| Supplied passage |
Munzer:   Octavian and Carmen are quite long.

BD:   The whole weight of the opera rests on your shoulders.

Munzer:   Yes, it does.  I feel much better doing them in a large house.

BD:   You don’t feel you lose any intimacy having a larger audience?

Munzer:   That’s very hard to say.  My third professional engagement was the Metropolitan Opera, so that is my home.  Therefore, I learned an awful lot of what I know now from the Met.  That stage is what I compare to every other stage, and is what I feel at home with.  So, I prefer the larger stage and the larger hall.

BD:   But you like also working with smaller halls and smaller audiences?

Munzer:   Yes, I do.

BD:   I would assume that as long as you enjoy what you’re doing in almost any environment, then you can bring the role across.

Munzer:   [Thoughtfully]  Well, it depends on the opera.  With an intimate opera like The Italian in Algiers, really to get all the nuances for the audience, it must be intimate.  Also for the Mozart operas, it really has to be an intimate stage.

| Problems and tasks |
(1) Answer these questions from the interview:
(a) Which two roles does Munzer call quite long?
(b) What was Munzer's third professional engagement?
(c) Which opera does Munzer name as an intimate opera?
(2) Quote everything in the interview from "Munzer:   Yes, it" down to "Munzer:   Yes, I do.".
The lines that come after the interview play no part here.

| Listed records |
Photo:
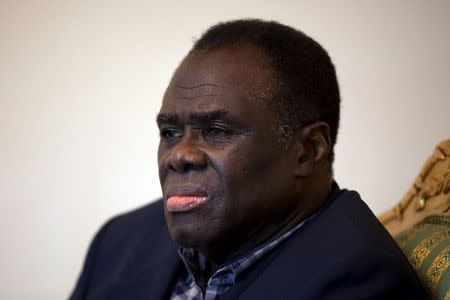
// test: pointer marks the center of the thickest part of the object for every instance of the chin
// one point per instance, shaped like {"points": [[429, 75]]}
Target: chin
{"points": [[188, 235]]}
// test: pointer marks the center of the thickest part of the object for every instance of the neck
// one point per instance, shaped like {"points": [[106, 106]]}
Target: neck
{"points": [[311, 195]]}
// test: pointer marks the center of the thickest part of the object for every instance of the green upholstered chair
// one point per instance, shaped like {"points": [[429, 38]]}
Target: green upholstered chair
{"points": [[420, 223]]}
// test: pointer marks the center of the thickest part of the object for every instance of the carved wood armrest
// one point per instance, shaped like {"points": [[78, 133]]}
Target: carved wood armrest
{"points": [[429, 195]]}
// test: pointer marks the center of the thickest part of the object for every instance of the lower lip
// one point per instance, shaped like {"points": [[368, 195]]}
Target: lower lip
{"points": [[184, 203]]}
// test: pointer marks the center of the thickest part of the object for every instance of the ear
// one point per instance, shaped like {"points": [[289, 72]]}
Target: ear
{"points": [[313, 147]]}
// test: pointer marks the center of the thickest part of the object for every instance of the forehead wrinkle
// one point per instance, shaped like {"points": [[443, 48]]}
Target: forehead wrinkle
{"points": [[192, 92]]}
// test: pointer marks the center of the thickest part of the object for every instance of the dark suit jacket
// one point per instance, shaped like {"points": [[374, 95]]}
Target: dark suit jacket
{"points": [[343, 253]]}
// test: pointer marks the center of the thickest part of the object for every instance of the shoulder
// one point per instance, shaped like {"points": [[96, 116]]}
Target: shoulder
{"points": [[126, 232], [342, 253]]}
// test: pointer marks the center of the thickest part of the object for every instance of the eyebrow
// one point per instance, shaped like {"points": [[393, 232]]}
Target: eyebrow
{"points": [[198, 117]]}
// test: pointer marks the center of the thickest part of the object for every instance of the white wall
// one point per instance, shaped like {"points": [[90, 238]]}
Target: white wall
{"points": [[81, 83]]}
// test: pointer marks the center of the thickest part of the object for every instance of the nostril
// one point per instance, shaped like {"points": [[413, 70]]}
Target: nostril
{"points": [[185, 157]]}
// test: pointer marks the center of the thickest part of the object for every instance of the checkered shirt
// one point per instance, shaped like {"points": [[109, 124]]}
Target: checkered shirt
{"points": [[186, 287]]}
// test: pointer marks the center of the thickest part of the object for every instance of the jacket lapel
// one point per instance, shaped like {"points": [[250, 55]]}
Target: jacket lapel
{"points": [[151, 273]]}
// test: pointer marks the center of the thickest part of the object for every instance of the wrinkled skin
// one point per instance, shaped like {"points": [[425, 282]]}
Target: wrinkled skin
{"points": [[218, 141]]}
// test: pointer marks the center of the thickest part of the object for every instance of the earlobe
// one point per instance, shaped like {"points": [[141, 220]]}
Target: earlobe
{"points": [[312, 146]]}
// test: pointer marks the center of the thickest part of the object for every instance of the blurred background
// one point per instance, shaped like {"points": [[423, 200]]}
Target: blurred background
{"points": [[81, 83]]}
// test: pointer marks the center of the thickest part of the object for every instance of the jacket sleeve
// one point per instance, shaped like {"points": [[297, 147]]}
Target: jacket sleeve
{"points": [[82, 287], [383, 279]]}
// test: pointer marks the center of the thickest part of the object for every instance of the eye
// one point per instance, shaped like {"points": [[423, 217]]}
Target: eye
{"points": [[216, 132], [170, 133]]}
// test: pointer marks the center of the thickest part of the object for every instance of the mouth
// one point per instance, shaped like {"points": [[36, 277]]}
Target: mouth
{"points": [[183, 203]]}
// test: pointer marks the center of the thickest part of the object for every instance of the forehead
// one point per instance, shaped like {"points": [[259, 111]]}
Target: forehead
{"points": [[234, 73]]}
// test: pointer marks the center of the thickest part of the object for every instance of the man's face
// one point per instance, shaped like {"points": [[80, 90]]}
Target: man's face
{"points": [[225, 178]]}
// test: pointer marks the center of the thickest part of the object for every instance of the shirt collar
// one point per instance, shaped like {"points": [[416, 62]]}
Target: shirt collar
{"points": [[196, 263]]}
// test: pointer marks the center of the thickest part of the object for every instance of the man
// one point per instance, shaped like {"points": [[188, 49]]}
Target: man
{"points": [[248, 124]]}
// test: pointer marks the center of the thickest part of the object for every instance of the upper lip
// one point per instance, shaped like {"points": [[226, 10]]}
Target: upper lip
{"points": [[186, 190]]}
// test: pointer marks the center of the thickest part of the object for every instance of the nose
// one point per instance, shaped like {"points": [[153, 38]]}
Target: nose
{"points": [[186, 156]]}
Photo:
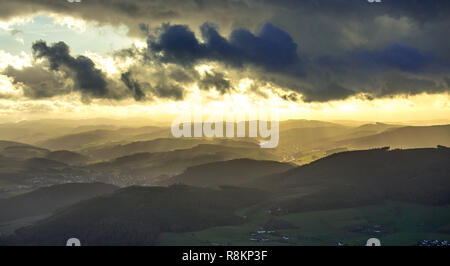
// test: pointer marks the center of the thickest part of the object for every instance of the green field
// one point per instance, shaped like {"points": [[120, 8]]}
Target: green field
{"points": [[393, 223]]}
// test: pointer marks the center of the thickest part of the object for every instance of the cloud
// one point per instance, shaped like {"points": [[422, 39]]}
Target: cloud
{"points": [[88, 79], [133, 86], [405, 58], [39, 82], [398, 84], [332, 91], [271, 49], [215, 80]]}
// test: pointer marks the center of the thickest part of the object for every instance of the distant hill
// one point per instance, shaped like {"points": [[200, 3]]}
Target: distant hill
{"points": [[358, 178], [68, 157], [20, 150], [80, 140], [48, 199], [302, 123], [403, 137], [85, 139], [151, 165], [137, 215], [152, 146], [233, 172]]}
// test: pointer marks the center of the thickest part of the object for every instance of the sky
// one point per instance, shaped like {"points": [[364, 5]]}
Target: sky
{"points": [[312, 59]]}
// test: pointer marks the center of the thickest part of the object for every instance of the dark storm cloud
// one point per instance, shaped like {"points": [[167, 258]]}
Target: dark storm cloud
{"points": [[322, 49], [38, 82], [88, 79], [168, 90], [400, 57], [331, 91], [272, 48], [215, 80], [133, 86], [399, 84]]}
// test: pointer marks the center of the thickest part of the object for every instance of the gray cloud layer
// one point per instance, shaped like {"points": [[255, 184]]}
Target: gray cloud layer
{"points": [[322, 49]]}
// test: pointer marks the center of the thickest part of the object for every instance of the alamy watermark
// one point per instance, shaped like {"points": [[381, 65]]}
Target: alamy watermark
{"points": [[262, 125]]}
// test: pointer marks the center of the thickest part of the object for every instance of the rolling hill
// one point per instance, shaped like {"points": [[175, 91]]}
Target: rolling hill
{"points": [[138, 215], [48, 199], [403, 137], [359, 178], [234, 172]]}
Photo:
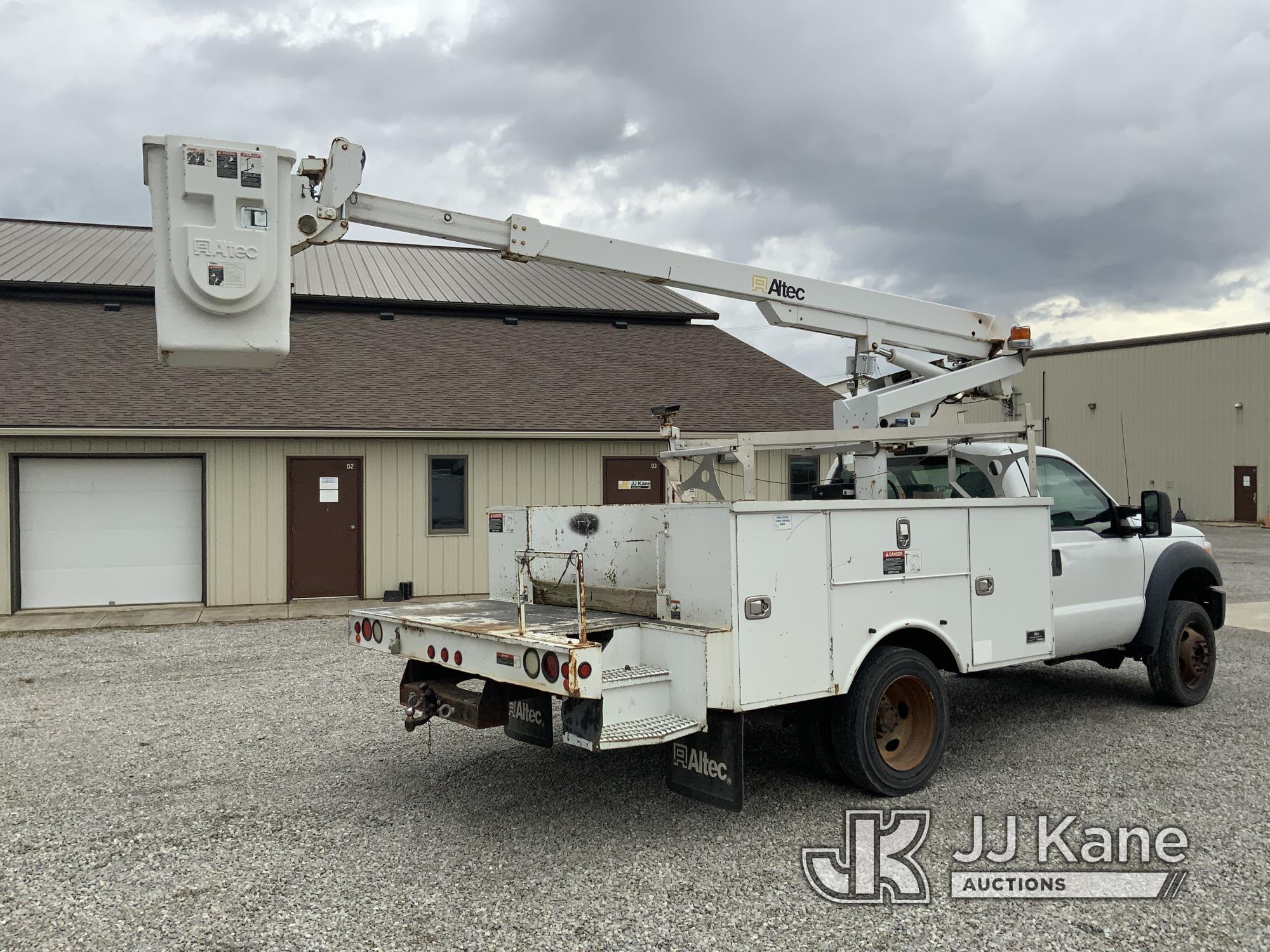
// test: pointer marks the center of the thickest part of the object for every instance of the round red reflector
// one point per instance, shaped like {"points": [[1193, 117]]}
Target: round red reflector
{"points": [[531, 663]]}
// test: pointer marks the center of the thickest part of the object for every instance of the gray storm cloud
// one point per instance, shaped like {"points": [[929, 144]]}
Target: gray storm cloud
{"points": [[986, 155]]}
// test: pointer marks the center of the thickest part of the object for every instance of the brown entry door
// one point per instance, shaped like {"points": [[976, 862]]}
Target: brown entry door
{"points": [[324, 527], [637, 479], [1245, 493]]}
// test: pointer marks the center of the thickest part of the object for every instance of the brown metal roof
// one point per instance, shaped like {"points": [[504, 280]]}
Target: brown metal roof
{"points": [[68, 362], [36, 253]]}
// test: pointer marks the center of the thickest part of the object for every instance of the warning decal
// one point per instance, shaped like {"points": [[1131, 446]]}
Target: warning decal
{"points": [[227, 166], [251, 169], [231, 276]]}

| Worked answers |
(1)
(a) Octavian and Carmen
(b) The Metropolitan Opera
(c) The Italian in Algiers

(2)
Munzer:   Yes, it does.  I feel much better doing them in a large house.

BD:   You don’t feel you lose any intimacy having a larger audience?

Munzer:   That’s very hard to say.  My third professional engagement was the Metropolitan Opera, so that is my home.  Therefore, I learned an awful lot of what I know now from the Met.  That stage is what I compare to every other stage, and is what I feel at home with.  So, I prefer the larger stage and the larger hall.

BD:   But you like also working with smaller halls and smaller audiences?

Munzer:   Yes, I do.